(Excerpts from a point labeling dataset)

____

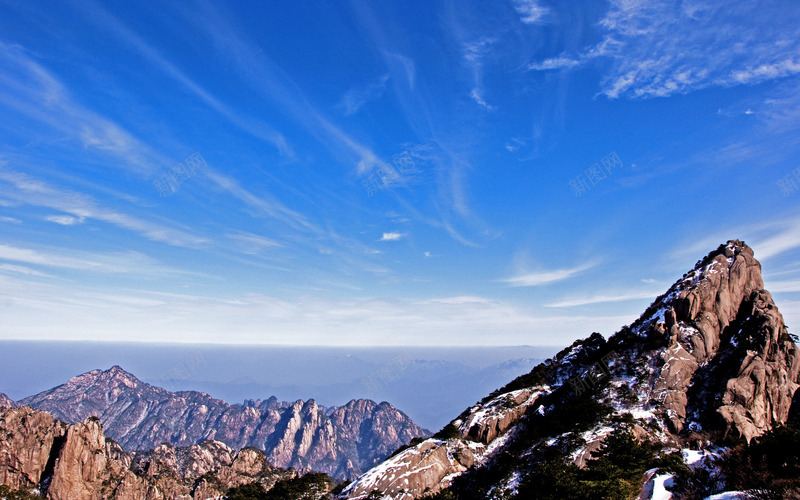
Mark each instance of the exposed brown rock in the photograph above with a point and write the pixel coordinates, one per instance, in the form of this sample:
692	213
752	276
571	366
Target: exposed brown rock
761	393
26	438
341	441
6	402
77	462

____

> **Task requirements**
Please reproduce the lines above word for word, leaving out the pictures.

> **Answer for the task**
Mark each instance of the exposed brown rock in the photograph above with a point and write the pixel coordinates, one per instance, in the form of this sample:
692	213
752	276
571	366
Target: exposed brown rock
761	393
26	438
341	441
6	402
77	462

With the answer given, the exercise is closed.